Natural language region descriptions:
*** Block opens ***

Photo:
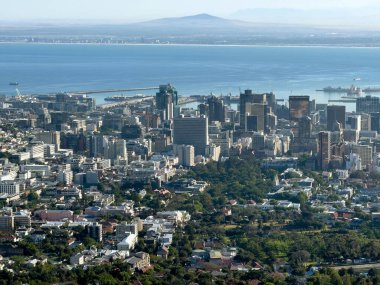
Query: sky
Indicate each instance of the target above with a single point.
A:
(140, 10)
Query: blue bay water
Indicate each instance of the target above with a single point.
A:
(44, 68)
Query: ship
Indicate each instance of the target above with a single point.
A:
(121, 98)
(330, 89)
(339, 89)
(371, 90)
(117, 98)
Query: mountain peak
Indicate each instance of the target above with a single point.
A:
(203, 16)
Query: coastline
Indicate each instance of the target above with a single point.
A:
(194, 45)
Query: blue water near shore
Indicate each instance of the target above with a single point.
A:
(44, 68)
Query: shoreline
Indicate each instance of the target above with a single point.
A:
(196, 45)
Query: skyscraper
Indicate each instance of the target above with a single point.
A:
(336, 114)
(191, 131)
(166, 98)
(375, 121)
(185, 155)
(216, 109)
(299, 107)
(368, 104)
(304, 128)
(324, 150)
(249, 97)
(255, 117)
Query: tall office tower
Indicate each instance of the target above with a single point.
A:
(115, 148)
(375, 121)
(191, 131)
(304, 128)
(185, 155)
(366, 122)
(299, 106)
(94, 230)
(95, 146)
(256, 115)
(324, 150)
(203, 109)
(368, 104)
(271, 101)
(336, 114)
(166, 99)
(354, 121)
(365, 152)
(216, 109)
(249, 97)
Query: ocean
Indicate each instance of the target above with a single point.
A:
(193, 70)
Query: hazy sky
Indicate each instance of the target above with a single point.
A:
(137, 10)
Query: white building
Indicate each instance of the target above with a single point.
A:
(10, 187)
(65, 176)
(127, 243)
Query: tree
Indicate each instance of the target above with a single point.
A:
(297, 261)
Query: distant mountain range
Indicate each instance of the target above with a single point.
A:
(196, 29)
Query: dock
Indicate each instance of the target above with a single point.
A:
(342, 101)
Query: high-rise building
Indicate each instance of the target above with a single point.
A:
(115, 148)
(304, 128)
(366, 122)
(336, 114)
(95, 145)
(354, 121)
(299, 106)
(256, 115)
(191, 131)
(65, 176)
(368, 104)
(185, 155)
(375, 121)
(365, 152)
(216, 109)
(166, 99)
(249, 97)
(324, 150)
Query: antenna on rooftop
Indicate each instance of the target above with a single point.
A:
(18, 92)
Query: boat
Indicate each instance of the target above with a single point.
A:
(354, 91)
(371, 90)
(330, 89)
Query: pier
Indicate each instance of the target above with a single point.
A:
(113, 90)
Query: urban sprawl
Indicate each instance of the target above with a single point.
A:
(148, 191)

*** Block closes ***

Leave out every line above except those from the line with "Query: tall office tower" up to and including the line with "Query: tree", and copy those exactly.

SOLUTION TO THIS PROBLEM:
Query: tall office tower
Indicate each instance of the target above with a single point.
A:
(115, 148)
(375, 121)
(191, 131)
(304, 128)
(185, 155)
(366, 122)
(299, 106)
(94, 230)
(95, 146)
(256, 115)
(324, 150)
(203, 109)
(368, 104)
(271, 101)
(336, 114)
(166, 99)
(354, 121)
(365, 152)
(216, 109)
(249, 97)
Query: ocean
Indicate each instance of the target above with a single point.
A:
(193, 70)
Query: hazy sky
Indicate each instance of the target above with a single point.
A:
(137, 10)
Query: white building
Indicate each instance of the target above with a single point.
A:
(10, 187)
(65, 176)
(127, 243)
Query: tree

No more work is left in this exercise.